**Travail à réaliser:**
1. Expliquez en une à trois phrases pourquoi la loi interdisant la sous-traitance de main-d'œuvre, présentée dans le texte qui lui est consacré, entend supprimer les sociétés de sous-traitance de main-d'œuvre.
2. Poursuivez le texte sur la nouvelle loi encadrant les contrats de travail, à la suite de son dernier paragraphe.

**Bloc de texte:**
= = =
Dans un contexte où la promotion du travail décent et la garantie d’un salaire équitable deviennent des priorités, la nouvelle loi encadrant les contrats de travail et interdisant la sous-traitance de main-d’œuvre, marque une avancée majeure vers un respect effectif du droit au travail dans des conditions dignes.
Cette réforme s’inscrit dans une politique sociale proactive et cohérente de l’État, en accord avec ses engagements internationaux ; notamment les conventions de l’Organisation Internationale du Travail (OIT), et les Objectifs de développement durable à l’horizon 2030, en particulier :
- Objectif 8 : Promouvoir une croissance économique soutenue, partagée et durable, le plein emploi productif et un travail décent pour tous.
- Cible 5.8 : Assurer l’égalité salariale et l’égalité des chances entre les femmes et les hommes, y compris pour les jeunes et les personnes en situation de handicap.
- Objectif 10 : Réduire les inégalités et garantir l’égalité des opportunités.
De l’interdiction de la sous-traitance à l’encadrement des prestations : une nouvelle approche
La loi propose d’interdire les sociétés de sous-traitance de main-d’œuvre, souvent utilisées pour contourner les obligations légales du travail, au profit d’établissements de prestation de services ou d’exécution de travaux. Ces structures relèvent du Code des obligations et des contrats et opèrent dans le cadre de contrats conclus entre deux entreprises, l’une exécutant des prestations pour l’autre, à condition que celles-ci ne relèvent pas de l’activité principale ou permanente de l’entreprise cliente.
L’objectif est d’établir une relation équitable et transparente entre le travailleur, l’employeur réel et l’entreprise bénéficiaire, en éliminant les formes d’emploi déguisé ou abusif.
Des défis d’application sur le terrain
L’application concrète de la loi soulève néanmoins plusieurs interrogations. Ce qui semble être une définition juridique claire peut prêter à interprétation, notamment dans le cas d’entreprises aux activités multiples ou implantées sur plusieurs sites. Par exemple, comment qualifier des prestations telles que le nettoyage ou la sécurité ? Relèvent-elles de l’activité principale ou non ?
En outre, des secteurs comme le bâtiment et les travaux publics, caractérisés par la diversité de leurs activités et l’évolution constante de leurs besoins, s’appuient sur des entreprises spécialisées pour des tâches spécifiques, souvent locales. Ces collaborations sont essentielles à la dynamique économique régionale.
= = =
**Données fournies:**
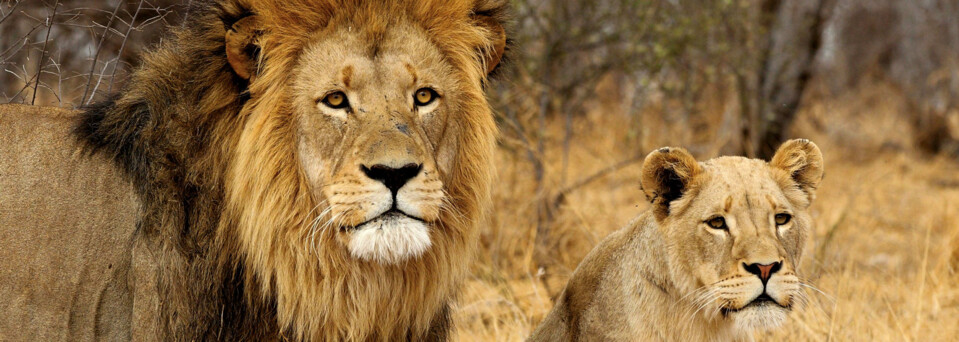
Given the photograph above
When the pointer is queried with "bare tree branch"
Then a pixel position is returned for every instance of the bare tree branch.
(50, 21)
= = =
**Réponses aux consignes:**
1. La loi entend supprimer ces sociétés parce qu'elles sont souvent utilisées pour contourner les obligations légales du travail. Elle vise ainsi à établir une relation équitable et transparente entre le travailleur, l'employeur réel et l'entreprise bénéficiaire, en éliminant les formes d'emploi déguisé ou abusif.

2.
Dans la pratique, ce modèle a favorisé l’émergence de milliers de petites et moyennes entreprises, consolidé le tissu économique local, soutenu l’emploi dans les régions et contribué à limiter l’exode rural. Certaines de ces entreprises sont même devenues compétitives à l’échelle internationale.
Une approche équilibrée est nécessaire
Il est essentiel de rappeler que les réglementations nationales et internationales en matière de marchés publics et privés ne s’opposent pas, en principe, à la sous-traitance. Elles encouragent même, dans certains cas, l’implication d’acteurs locaux, dans une logique de transfert de compétences et de développement durable. Dès lors, une interdiction généralisée de la sous-traitance de main-d’œuvre pourrait engendrer des effets contre-productifs : baisse des recettes fiscales, augmentation du chômage et perte de revenus pour de nombreuses familles.
Les contrats de prestation de services : une nécessité organisationnelle et une réalité de terrain
Les contrats de prestation de services ou d’exécution de travaux constituent une réponse concrète aux besoins de flexibilité dans la mise en œuvre des projets. Ils permettent une meilleure maîtrise des coûts et assurent la qualité des réalisations. En parallèle, ils offrent aux petites entreprises la possibilité d’acquérir de l’expérience et de se positionner sur le marché, à condition de garantir les droits des travailleurs.
Pour encadrer ce dispositif de manière efficace, le projet de loi prévoit plusieurs garanties :
- Un capital minimum exigé pour les établissements prestataires ;
- Des qualifications requises pour leurs dirigeants ;
- Une obligation de déclaration détaillée à l’inspection du travail ;
- La garantie d’un salaire équitable et de conditions de travail respectueuses.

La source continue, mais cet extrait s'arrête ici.